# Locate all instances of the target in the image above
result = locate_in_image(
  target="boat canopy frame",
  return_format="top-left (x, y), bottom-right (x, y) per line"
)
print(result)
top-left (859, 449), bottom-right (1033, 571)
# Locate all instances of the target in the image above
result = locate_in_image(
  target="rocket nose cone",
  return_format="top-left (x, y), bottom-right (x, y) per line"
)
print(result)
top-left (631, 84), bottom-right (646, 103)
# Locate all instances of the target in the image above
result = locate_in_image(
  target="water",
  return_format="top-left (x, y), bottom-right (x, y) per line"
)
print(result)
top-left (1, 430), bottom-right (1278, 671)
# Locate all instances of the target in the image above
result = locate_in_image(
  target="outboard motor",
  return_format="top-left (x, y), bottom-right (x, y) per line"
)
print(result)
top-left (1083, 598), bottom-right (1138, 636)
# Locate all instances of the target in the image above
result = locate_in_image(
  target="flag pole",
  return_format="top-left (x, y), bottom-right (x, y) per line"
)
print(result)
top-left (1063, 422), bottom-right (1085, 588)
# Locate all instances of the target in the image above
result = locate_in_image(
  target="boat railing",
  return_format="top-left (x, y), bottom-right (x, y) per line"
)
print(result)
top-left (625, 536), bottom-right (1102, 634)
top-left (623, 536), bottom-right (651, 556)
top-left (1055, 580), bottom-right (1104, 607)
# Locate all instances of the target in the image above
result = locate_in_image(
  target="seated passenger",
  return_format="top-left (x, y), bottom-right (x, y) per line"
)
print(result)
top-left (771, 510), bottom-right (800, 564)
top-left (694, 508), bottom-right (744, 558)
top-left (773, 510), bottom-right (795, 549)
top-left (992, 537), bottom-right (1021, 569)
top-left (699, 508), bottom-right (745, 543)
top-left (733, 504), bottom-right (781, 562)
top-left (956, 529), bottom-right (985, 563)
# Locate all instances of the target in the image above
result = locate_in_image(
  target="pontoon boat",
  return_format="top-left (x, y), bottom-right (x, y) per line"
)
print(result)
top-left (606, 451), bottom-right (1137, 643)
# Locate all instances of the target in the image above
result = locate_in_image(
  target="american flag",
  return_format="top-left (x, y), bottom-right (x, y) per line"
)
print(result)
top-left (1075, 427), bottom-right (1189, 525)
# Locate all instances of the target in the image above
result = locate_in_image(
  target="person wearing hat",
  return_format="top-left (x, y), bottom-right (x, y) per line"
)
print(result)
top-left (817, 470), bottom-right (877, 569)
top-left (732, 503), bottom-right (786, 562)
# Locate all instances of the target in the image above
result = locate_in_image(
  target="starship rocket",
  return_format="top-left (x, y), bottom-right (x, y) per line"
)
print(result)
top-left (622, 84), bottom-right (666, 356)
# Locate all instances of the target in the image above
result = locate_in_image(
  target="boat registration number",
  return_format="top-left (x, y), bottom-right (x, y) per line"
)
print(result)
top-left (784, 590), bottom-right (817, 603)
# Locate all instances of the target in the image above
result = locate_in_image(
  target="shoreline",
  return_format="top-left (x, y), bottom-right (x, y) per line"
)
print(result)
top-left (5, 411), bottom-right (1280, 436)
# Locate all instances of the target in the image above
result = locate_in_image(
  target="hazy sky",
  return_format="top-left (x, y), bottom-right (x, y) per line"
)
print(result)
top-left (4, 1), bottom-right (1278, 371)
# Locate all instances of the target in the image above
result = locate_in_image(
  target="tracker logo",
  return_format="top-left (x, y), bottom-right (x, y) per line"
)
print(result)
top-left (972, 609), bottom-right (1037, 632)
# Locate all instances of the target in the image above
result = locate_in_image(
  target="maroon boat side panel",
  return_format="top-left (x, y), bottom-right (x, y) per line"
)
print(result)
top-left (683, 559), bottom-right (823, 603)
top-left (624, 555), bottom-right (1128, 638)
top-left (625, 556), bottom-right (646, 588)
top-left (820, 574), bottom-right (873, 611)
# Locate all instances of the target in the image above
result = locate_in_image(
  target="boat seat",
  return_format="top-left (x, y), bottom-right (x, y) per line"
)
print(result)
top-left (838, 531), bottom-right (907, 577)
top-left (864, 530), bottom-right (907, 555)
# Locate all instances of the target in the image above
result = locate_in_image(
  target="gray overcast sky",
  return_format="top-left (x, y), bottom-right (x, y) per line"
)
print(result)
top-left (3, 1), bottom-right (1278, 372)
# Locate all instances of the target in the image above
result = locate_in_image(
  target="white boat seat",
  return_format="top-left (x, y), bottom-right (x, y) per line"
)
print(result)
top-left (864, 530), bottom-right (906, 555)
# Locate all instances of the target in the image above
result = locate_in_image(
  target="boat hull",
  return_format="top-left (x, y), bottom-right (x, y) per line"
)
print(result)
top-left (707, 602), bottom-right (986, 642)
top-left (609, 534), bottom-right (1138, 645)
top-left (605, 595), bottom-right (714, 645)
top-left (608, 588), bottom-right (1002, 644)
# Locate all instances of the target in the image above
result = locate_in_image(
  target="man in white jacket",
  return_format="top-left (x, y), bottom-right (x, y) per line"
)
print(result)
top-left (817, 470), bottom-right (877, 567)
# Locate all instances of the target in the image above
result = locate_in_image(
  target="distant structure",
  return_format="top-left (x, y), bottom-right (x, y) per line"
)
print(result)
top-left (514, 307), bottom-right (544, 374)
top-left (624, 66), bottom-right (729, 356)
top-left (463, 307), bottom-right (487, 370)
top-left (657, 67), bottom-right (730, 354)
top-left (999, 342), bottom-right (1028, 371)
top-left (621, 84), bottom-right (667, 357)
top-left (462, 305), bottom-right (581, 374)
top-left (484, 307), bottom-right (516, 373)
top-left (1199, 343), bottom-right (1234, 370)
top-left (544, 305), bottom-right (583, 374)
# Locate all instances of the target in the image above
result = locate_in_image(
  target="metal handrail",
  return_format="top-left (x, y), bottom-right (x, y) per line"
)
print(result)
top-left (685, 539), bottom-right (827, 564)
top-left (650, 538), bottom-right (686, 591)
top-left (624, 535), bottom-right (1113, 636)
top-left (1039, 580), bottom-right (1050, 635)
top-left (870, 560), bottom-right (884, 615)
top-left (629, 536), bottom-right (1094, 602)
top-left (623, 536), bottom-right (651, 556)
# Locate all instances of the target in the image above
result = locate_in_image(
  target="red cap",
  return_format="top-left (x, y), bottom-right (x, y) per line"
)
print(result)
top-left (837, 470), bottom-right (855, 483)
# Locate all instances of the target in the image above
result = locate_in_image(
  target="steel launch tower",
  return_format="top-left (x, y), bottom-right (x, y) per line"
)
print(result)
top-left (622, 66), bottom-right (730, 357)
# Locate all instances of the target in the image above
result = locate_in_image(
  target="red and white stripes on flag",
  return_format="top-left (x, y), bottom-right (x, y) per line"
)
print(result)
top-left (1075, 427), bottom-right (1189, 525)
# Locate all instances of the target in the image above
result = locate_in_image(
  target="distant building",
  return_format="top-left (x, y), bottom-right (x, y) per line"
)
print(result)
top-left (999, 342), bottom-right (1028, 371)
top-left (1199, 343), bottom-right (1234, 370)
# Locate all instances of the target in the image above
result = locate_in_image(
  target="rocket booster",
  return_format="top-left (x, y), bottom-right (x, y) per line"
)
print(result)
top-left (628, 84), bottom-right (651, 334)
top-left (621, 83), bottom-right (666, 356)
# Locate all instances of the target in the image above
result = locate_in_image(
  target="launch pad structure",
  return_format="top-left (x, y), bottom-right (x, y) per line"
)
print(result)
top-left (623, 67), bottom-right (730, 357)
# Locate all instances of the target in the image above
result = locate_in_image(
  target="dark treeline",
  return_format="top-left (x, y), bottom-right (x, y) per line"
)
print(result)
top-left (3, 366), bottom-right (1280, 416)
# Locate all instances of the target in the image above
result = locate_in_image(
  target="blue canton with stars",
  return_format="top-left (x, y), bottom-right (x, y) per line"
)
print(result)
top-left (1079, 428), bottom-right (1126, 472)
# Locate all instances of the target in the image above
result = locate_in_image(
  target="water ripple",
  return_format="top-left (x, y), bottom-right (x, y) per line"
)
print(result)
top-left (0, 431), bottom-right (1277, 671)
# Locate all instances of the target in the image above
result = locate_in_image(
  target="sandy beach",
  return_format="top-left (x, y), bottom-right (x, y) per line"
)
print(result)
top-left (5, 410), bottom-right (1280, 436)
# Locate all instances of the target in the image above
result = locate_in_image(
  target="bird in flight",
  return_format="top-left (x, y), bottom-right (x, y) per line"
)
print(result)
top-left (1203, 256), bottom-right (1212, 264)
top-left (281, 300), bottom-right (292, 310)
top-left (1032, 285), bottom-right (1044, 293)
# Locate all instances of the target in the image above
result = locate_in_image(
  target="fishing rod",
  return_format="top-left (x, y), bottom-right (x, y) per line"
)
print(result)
☆ ☆ ☆ ☆
Requirement >> Every line above in which the word "rocket" is present must be copied into the answer.

Response to the task >>
  target="rocket nose cone",
  target="starship rocket",
  target="rocket booster",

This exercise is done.